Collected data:
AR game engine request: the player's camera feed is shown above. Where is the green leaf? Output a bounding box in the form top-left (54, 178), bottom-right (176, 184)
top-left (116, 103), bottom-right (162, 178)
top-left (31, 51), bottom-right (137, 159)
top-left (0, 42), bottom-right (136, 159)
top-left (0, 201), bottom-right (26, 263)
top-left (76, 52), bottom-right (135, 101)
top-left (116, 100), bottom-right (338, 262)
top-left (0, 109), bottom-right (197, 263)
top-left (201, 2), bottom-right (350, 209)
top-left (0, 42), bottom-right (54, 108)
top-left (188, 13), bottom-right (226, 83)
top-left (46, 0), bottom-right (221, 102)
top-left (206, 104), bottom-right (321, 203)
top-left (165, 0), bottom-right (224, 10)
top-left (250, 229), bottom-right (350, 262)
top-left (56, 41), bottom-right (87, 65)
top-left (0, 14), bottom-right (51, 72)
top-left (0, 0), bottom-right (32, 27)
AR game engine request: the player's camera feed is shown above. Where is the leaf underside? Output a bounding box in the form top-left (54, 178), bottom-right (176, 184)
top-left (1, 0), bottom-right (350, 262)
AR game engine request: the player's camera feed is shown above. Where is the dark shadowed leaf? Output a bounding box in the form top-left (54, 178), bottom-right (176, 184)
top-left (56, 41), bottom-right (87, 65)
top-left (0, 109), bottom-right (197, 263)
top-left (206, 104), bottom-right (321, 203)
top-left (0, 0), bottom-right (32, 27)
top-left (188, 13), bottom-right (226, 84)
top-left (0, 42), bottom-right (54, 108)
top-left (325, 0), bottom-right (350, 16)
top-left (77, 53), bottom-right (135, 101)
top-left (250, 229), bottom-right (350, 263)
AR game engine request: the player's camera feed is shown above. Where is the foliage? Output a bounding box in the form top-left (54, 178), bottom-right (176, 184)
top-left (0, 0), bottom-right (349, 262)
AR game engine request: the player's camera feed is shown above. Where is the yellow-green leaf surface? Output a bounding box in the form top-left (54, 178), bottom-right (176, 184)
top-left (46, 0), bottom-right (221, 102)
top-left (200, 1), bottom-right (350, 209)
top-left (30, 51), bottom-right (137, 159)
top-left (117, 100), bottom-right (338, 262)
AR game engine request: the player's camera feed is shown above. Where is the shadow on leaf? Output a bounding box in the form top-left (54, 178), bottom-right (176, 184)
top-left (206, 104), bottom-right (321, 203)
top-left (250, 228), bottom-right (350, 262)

▸ What to do: Exact copies of all the lines above are required.

▸ Solution to the problem:
AR game engine request: the player's camera feed is shown above. Where is the green leaf? Output a bounding box in the form top-left (54, 178), bottom-right (176, 184)
top-left (116, 103), bottom-right (162, 178)
top-left (31, 51), bottom-right (137, 159)
top-left (0, 42), bottom-right (136, 159)
top-left (0, 201), bottom-right (26, 263)
top-left (76, 52), bottom-right (135, 101)
top-left (116, 100), bottom-right (338, 262)
top-left (0, 109), bottom-right (197, 263)
top-left (201, 2), bottom-right (350, 209)
top-left (0, 42), bottom-right (54, 108)
top-left (188, 13), bottom-right (226, 83)
top-left (46, 0), bottom-right (221, 102)
top-left (206, 104), bottom-right (321, 203)
top-left (165, 0), bottom-right (224, 10)
top-left (250, 229), bottom-right (350, 262)
top-left (56, 41), bottom-right (87, 65)
top-left (0, 14), bottom-right (51, 72)
top-left (0, 0), bottom-right (32, 27)
AR game engine request: the player's camera feed is shown above. Where is the leaf underside? Output a bounding box in the form top-left (54, 178), bottom-right (176, 184)
top-left (1, 0), bottom-right (350, 262)
AR game engine request: the player's camera feed is shown above. Where is the dark shadowed leaf? Output a bounding box in the form top-left (54, 178), bottom-right (176, 184)
top-left (56, 41), bottom-right (87, 65)
top-left (0, 109), bottom-right (197, 263)
top-left (206, 104), bottom-right (321, 203)
top-left (0, 0), bottom-right (32, 27)
top-left (188, 13), bottom-right (226, 84)
top-left (0, 42), bottom-right (54, 108)
top-left (325, 0), bottom-right (350, 16)
top-left (77, 53), bottom-right (135, 101)
top-left (250, 229), bottom-right (350, 263)
AR game engine request: the player's camera feed is shown above. Where is the foliage? Output a bounding box in the form top-left (54, 178), bottom-right (176, 184)
top-left (0, 0), bottom-right (349, 262)
AR game engine request: the player's camera feed is shown above. Where is the yellow-green leaf surface? Output a bounding box in the form top-left (54, 178), bottom-right (176, 184)
top-left (46, 0), bottom-right (221, 102)
top-left (200, 1), bottom-right (350, 209)
top-left (30, 51), bottom-right (137, 159)
top-left (117, 100), bottom-right (338, 262)
AR game engine request: the player's camera feed is shown above. Where is the shadow on leaf? Output a bounding box in the form top-left (54, 178), bottom-right (176, 184)
top-left (206, 104), bottom-right (321, 203)
top-left (250, 228), bottom-right (350, 262)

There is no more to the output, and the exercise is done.